### Excerto selecionado
- - - - - - -
Foi com enorme pesar que recebi a triste notícia da morte do t'xico depois de me ausentar um tempo da minha aldeia.
Todos os dias, depois de almoçar, a caminho do café do largo da areeira, eu encontrava-o com o seu irmão t'joaquim e outros amigos de infância sentados na paragem dos autocarros no mesmo largo da areeira e cumprimentava-os dizendo: Boa tarde, senhores. Boa tarde Francisco, retorquiam eles ternamente. Eu sorria assim como eles.
Essa paragem era o ponto de encontro desse meu conterrâneo e de seus amigos, meus outros conterrâneos. Lá sentiam-se bem. Nos cafés não estão tão à vontade pois ocupam o espaço para falar do tempo e dos outros segredos que a agricultura encerra e não pagam esse espaço. É que os proprietários reclamam um pagamento, nem que seja um copo de três de hora a hora, no mínimo. Mas os nossos senhores mesmo com alguma jorna que lá vão ganhando para juntar à reforma continuam com o cinto apertado, que isto de chegar aos setentas ou oitentas requer uma manutenção que não vai só com água, pão e vinho e o que se ganha é pouquinho.
- - - - - - -
Linhas do conjunto de dados sobre a localização de objetos
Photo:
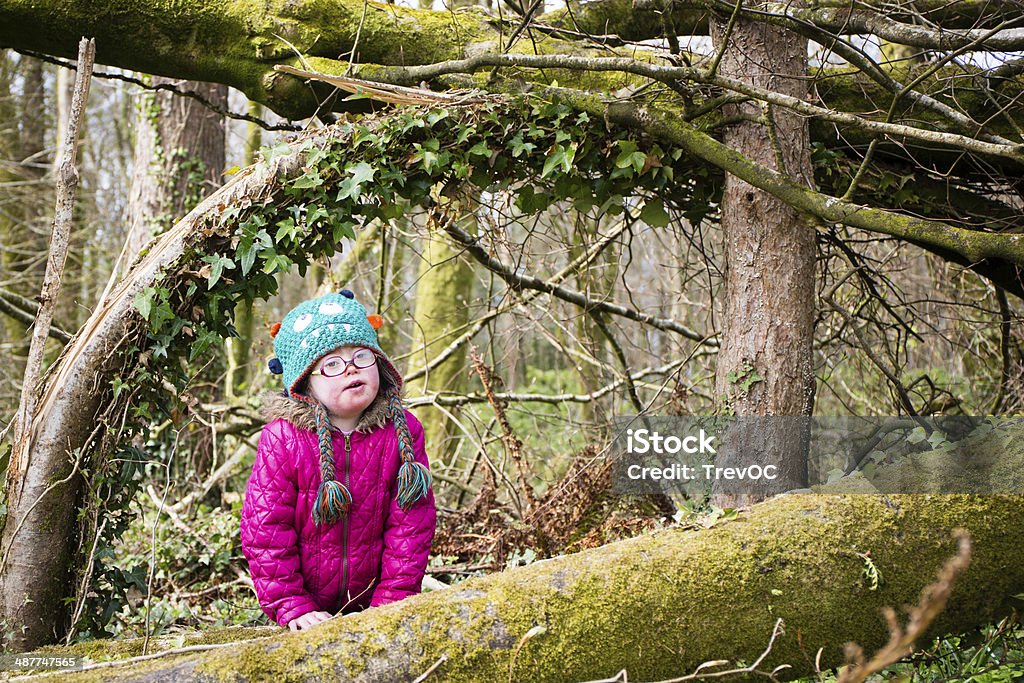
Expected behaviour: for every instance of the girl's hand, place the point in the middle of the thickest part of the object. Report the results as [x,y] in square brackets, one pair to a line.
[307,620]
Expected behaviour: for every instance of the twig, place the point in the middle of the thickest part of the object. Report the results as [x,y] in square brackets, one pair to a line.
[933,601]
[156,521]
[512,442]
[422,677]
[776,631]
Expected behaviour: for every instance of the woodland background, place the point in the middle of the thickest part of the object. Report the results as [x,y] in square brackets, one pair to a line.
[518,412]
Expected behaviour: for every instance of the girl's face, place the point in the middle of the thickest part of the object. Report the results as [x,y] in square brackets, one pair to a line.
[346,394]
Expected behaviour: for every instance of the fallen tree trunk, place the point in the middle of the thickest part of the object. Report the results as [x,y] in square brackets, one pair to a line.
[660,604]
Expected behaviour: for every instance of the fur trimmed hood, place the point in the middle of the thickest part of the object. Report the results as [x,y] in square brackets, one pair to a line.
[279,406]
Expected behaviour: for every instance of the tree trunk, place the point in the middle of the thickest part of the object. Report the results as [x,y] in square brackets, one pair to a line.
[765,359]
[179,159]
[660,604]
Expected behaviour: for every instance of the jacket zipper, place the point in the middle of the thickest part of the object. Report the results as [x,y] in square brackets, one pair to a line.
[344,529]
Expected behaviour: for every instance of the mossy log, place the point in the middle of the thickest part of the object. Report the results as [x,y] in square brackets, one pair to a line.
[660,604]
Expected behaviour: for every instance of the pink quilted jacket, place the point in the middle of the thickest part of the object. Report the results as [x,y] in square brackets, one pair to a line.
[374,555]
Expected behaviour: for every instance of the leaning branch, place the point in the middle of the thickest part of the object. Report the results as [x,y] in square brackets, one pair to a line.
[972,246]
[665,74]
[517,282]
[25,311]
[64,213]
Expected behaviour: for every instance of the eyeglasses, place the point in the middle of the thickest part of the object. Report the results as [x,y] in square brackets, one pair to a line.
[336,365]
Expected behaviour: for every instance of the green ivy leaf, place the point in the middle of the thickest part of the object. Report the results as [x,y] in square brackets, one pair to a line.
[310,179]
[217,265]
[143,302]
[480,150]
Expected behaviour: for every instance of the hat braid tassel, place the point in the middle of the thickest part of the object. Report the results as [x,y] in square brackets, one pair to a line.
[414,477]
[333,498]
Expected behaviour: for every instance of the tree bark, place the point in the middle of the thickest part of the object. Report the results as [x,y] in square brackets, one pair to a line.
[660,604]
[765,360]
[179,159]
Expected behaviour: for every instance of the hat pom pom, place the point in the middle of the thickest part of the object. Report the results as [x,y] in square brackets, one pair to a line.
[333,500]
[414,482]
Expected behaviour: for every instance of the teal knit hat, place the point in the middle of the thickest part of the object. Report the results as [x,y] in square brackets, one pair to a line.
[311,330]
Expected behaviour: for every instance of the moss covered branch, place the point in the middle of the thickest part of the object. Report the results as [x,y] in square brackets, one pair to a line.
[660,604]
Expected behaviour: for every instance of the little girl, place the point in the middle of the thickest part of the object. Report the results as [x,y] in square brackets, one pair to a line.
[338,513]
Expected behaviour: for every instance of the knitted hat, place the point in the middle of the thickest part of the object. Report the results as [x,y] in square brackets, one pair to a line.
[307,333]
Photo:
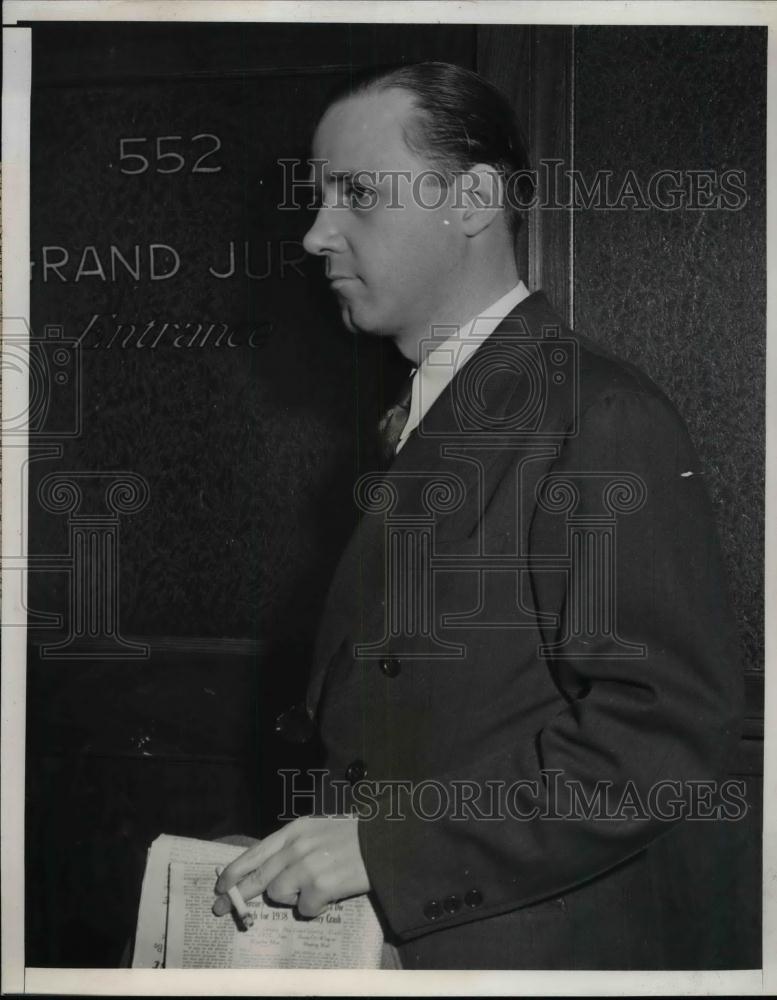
- - - - - - -
### Tarefa 1
Localize na listagem todas as linhas que contêm a palavra "girl" e copie-as.
### Tarefa 2
Retome o texto sobre os conterrâneos da aldeia, dando-lhe continuidade a partir da última frase apresentada.
O texto sobre os conterrâneos da aldeia e a listagem provêm de fontes distintas.

### Resposta escrita 1
Expected behaviour: for every instance of the girl's hand, place the point in the middle of the thickest part of the object. Report the results as [x,y] in square brackets, one pair to a line.
Expected behaviour: for every instance of the girl's face, place the point in the middle of the thickest part of the object. Report the results as [x,y] in square brackets, one pair to a line.
Expected behaviour: for every instance of the little girl, place the point in the middle of the thickest part of the object. Report the results as [x,y] in square brackets, one pair to a line.

### Resposta escrita 2
Assim, sem que haja outro sítio onde se possam sentar e conviver em conjunto - convém que seja em conjunto já que a solidão espreita a cada canto, e nesta idade vê-se muito mais do que nós, gente mais nova, consegue imaginar. Eles vêem o que se esconde por baixo do hábito que a solidão veste e isso é a única coisa que lhes faz sentir medo. E olha que a esta altura já nem as cobras metem medo.
Fez-se uma nova auto-estrada; A Sala Elíptica da Escola Prática de Infantaria acolhe um concerto pela Orquestra Sinfónica Juvenil; O peixe e marisco dão o mote para mais uma edição da mostra gastronómica, organizada pela Junta de Turismo da Ericeira; etc; .
Não sei se o t'xico se iria interessar por algum destes eventos. Não sei se o t'xico sabia ler ou usar internet. Não sei se o t'xico estaria disposto a apanhar um autocarro ou ir de boleia com alguém para não sei onde. Sei sim que o t'xico passou os seus últimos tempos na companhia do irmão e dos amigos numa paragem de autocarros e o seu último mês de vida num lar de terceira idade.